_Da fare_
Trascrivi alla lettera il testo sulla fermentazione del vino, dalle parole "Fermentazione del vino, cos’è" giù fino a "durata della fermentazione.", comprese.

Fermentazione del vino, cos’è | Approfondimento
La fermentazione è uno dei passaggi chiave nella lavorazione in cantina, in grado di conferire al vino la propria identità. Non è solo un processo chimico, con la trasformazione degli zuccheri presenti nel mosto in alcol e anidride carbonica, ma consente di affinare e far emergere le caratteristiche tipiche dei vitigni utilizzati nella produzione, così come di mitigare o accentuare note olfattive e organolettiche del vino, con modalità distinte, sia in base alle uve utilizzate che alla durata della fermentazione.
La fermentazione alcolica del vino
È il terzo passaggio da compiere in cantina, dopo la pigiatura delle uve e la preparazione del mosto, con le eventuali correzioni in termini di concentrazione di zuccheri e acidità. Il mosto viene conferito nelle vasche – solitamente in acciaio – di fermentazione: in questa fase giocano un ruolo fondamentale i lieviti, microrganismi naturalmente presenti sulle bucce. Parte così quella che può essere definita una fermentazione spontanea, pratica in uso da millenni e utilizzata nella produzione dei vini naturali, che può essere instabile con il rischio di compromettere il risultato finale. Per questo motivo i viticoltori scelgono di aggiungere lieviti selezionati (solitamente della famiglia dei Saccharomyces Cerevisiae), per garantire maggiore stabilità alla fermentazione, in base alla tipologia di uva e al risultato che si vuole ottenere.

[Estratti di dataset di segmentazione]
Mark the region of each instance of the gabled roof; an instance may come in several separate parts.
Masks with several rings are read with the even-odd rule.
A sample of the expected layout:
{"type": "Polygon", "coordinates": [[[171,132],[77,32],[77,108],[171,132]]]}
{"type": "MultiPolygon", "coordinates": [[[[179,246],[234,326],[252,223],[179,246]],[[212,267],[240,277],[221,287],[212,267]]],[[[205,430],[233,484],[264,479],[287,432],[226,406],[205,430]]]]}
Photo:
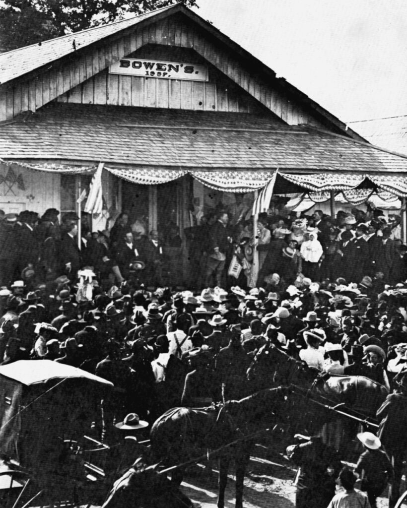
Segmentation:
{"type": "Polygon", "coordinates": [[[407,115],[350,122],[370,143],[407,155],[407,115]]]}
{"type": "Polygon", "coordinates": [[[401,173],[407,157],[271,115],[53,103],[0,124],[0,158],[150,167],[401,173]]]}
{"type": "Polygon", "coordinates": [[[89,46],[105,37],[125,28],[135,26],[141,21],[153,18],[161,12],[176,11],[180,4],[163,7],[151,12],[135,16],[100,26],[32,44],[23,48],[0,53],[0,83],[4,83],[47,64],[50,64],[71,53],[89,46]]]}
{"type": "MultiPolygon", "coordinates": [[[[205,21],[182,3],[135,16],[129,19],[88,28],[69,35],[45,41],[40,44],[20,48],[0,54],[0,84],[11,81],[35,71],[46,65],[80,51],[81,49],[98,42],[122,30],[135,26],[149,20],[155,22],[163,17],[180,12],[225,45],[228,51],[235,53],[241,61],[255,68],[256,73],[271,88],[278,89],[305,109],[310,110],[319,120],[337,132],[359,141],[365,141],[357,133],[347,125],[306,94],[289,83],[284,78],[277,78],[274,71],[256,58],[230,38],[223,34],[211,23],[205,21]]],[[[123,55],[124,56],[124,55],[123,55]]],[[[121,57],[120,55],[119,57],[121,57]]]]}

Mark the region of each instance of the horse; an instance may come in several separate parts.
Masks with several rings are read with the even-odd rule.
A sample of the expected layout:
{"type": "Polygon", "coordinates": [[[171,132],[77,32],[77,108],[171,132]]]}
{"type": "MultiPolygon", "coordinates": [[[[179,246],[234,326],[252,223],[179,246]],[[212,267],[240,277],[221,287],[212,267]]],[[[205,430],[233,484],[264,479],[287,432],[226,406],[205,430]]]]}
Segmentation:
{"type": "MultiPolygon", "coordinates": [[[[375,420],[376,411],[388,394],[385,387],[364,376],[321,374],[270,343],[259,350],[247,377],[257,389],[275,384],[298,387],[296,391],[302,396],[295,397],[293,406],[297,424],[306,423],[307,430],[311,434],[320,431],[324,424],[338,422],[338,414],[329,407],[362,420],[375,420]],[[310,404],[309,398],[319,405],[310,404]],[[299,414],[303,417],[300,422],[299,414]]],[[[355,433],[353,422],[348,418],[340,420],[350,436],[355,433]]]]}
{"type": "Polygon", "coordinates": [[[153,467],[134,464],[113,484],[102,508],[193,508],[191,499],[153,467]]]}
{"type": "MultiPolygon", "coordinates": [[[[231,459],[236,464],[236,508],[242,508],[243,480],[259,429],[264,431],[282,414],[287,390],[268,389],[238,401],[207,408],[175,407],[153,424],[150,434],[153,457],[168,465],[182,464],[214,451],[219,459],[218,508],[224,508],[231,459]]],[[[180,484],[184,468],[173,471],[180,484]]]]}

_Risposta completa_
Fermentazione del vino, cos’è | Approfondimento
La fermentazione è uno dei passaggi chiave nella lavorazione in cantina, in grado di conferire al vino la propria identità. Non è solo un processo chimico, con la trasformazione degli zuccheri presenti nel mosto in alcol e anidride carbonica, ma consente di affinare e far emergere le caratteristiche tipiche dei vitigni utilizzati nella produzione, così come di mitigare o accentuare note olfattive e organolettiche del vino, con modalità distinte, sia in base alle uve utilizzate che alla durata della fermentazione.